Write out the whole listing. Leave out nothing.
------------------------
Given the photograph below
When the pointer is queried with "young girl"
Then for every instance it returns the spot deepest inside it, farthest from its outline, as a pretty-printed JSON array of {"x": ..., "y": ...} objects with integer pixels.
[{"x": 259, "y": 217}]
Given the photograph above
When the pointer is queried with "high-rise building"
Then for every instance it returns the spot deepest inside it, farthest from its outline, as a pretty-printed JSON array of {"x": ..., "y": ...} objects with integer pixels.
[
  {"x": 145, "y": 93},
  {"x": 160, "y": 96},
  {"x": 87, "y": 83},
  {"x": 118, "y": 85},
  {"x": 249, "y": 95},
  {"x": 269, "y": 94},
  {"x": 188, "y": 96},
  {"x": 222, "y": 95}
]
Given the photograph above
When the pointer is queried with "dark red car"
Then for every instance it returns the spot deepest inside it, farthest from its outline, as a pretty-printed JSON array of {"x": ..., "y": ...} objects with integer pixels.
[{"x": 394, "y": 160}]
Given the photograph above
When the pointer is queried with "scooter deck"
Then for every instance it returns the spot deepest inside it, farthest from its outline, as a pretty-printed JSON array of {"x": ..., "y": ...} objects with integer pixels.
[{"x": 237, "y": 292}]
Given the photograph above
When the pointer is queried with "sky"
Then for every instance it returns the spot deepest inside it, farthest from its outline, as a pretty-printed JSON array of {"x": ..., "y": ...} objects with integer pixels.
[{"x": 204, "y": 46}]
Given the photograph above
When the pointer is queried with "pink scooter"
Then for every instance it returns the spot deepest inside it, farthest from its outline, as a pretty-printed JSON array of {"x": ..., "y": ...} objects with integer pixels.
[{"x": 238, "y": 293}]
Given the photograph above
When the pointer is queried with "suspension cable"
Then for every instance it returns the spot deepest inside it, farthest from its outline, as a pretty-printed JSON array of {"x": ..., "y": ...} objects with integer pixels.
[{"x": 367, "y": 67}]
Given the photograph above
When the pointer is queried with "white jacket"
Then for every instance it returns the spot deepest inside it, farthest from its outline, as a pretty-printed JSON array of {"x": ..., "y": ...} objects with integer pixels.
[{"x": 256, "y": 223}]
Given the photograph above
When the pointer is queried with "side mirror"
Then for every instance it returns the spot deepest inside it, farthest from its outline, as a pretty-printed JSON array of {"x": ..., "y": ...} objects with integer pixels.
------------------------
The answer =>
Given the photograph below
When the pointer is queried with "young girl"
Then for every instance it returns the spot deepest inside it, farthest from its outline, as a pretty-printed JSON array of {"x": ..., "y": ...} objects with integer pixels.
[{"x": 259, "y": 217}]
Given the photograph above
When the pointer is queried with "high-rise building"
Then for every instance it returns the spot deepest inside it, farthest from its outline, as a pretty-printed JSON array of {"x": ..., "y": ...} objects with integer pixels.
[
  {"x": 145, "y": 93},
  {"x": 160, "y": 96},
  {"x": 87, "y": 83},
  {"x": 118, "y": 85},
  {"x": 249, "y": 95},
  {"x": 269, "y": 94},
  {"x": 188, "y": 96},
  {"x": 222, "y": 95}
]
Given the photograph above
When the pointer is queried with "dark red car"
Then for every instance it returns the spot deepest inside it, farthest from its outline, as a pretty-printed JSON array of {"x": ..., "y": ...} objects with integer pixels.
[{"x": 394, "y": 160}]
Given the photograph above
When the pointer is queried with "scooter deck"
Then for every instance it returns the spot deepest inside it, farthest from its outline, as a pretty-printed JSON array of {"x": ..., "y": ...} objects with integer pixels.
[{"x": 237, "y": 292}]
Given the photograph above
When the pointer is queried with "sky"
Then for every instance it returns the spot deepest inside it, farthest from its outline, as a pretty-printed JSON array of {"x": ..., "y": ...} objects with integer pixels.
[{"x": 204, "y": 46}]
Given the photograph above
When the pointer is queried with "pink scooter"
Then for every instance it returns the spot deepest inside it, farthest from its outline, as a pretty-printed JSON array of {"x": ..., "y": ...} objects with integer pixels.
[{"x": 238, "y": 293}]
Given the photograph above
When the pointer is queried with "suspension cable"
Then for every instance it returns the spot deepest inside it, farthest from its outline, as a pretty-printed JSON array of {"x": ..., "y": ...} objects with integer pixels.
[{"x": 367, "y": 67}]
Given the photograph above
When the pointer is queried with "white jacket"
Then for every instance it returns the spot deepest inside it, farthest from its outline, as a pretty-printed JSON array of {"x": ..., "y": ...} objects with integer pixels.
[{"x": 256, "y": 223}]
Given the photograph above
When the pointer is queried with "side mirror"
Then for every instance it returns the spot deepest inside it, farthest from its outline, as a pretty-printed JSON array of {"x": ..., "y": ...} objects with integer pixels.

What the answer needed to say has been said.